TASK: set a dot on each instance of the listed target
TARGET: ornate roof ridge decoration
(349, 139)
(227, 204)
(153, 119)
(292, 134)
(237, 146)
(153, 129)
☆ ☆ ☆ ☆ ☆
__Your goal__: Format the lines of the items above as a Markdown table with two columns, Row and Entry. Number each line in Row, put the line itself in Entry, and skip any blank lines.

__Written answer__:
| Row | Entry |
|---|---|
| 1 | TASK: set a dot on each instance of the listed target |
| 2 | TARGET: ornate roof ridge decoration |
| 3 | (349, 139) |
| 4 | (227, 204) |
| 5 | (153, 119) |
| 6 | (292, 134) |
| 7 | (237, 146) |
| 8 | (153, 129) |